• GIVEN TEXT

........

Brooklyn Beta 5

I can’t believe this was the last Brooklyn Beta! I’m so grateful to Chris and Cameron for making up this thing, bringing all these wonderful people (now friends) to my doorstep, and maintaining the love and energy for five whole years. I hope we all continue to share and extend it.

BB5

For me, the main theme was balance: money/love, work/life, print/digital, small/large, control/evolution. Several speakers highlighted money: how to fund your ideas, how to see business as an art, how to support art, how to take risks. And all of them had a strong sense of self/purpose/passion/service.

I took a bunch of notes so I could re-think my thoughts later, and share with friends that missed out. (I’m a big fan of Luke Wroblewski’s conference notes that way.) I tried to OCR them, but my spy code handwriting is too awesome.

These are just my notes on the speakers; with the breaks and lovely interludes, the overall experience was more like:

puppies

DAY 1

Chris Shiflett

Brooklyn Beta, Fictive Kin

Opening remarks

John Maeda

MIT Media Lab, RISD, now Kleiner Perkins

  • Most designers are stuck in this decade, but you need to go back further. Go to the library!

........

• INFORMATION GIVEN
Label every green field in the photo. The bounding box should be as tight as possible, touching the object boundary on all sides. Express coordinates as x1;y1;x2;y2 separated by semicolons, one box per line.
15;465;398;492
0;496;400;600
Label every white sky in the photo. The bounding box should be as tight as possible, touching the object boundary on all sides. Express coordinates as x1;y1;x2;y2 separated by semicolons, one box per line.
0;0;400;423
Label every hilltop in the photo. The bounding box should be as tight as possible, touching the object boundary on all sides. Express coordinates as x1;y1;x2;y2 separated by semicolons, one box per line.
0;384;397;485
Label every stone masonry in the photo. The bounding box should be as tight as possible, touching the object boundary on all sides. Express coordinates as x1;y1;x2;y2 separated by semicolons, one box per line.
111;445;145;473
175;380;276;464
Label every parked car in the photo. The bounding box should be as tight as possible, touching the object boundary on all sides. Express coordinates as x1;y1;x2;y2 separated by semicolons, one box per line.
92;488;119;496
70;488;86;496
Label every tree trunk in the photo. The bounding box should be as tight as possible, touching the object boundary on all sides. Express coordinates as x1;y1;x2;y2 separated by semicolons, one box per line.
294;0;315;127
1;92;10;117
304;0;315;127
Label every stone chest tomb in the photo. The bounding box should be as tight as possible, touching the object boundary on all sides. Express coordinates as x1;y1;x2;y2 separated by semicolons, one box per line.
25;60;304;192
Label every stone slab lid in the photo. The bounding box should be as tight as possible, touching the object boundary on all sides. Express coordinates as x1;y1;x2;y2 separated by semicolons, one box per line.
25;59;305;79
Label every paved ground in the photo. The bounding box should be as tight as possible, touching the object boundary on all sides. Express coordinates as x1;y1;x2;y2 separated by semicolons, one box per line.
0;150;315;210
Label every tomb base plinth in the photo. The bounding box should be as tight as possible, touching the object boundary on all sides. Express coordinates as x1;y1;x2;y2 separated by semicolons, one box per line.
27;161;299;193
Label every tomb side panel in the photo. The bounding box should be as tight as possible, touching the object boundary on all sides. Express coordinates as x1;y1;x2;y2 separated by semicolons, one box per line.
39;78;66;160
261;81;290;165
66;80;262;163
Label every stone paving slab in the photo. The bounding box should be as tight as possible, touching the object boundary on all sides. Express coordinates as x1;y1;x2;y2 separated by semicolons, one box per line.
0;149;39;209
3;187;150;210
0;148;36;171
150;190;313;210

........

• WORK REQUIRED
In the Brooklyn Beta 5 notes above, what does the writer call the main theme of the event?

• WORKED ANSWER
Balance: money/love, work/life, print/digital, small/large, and control/evolution.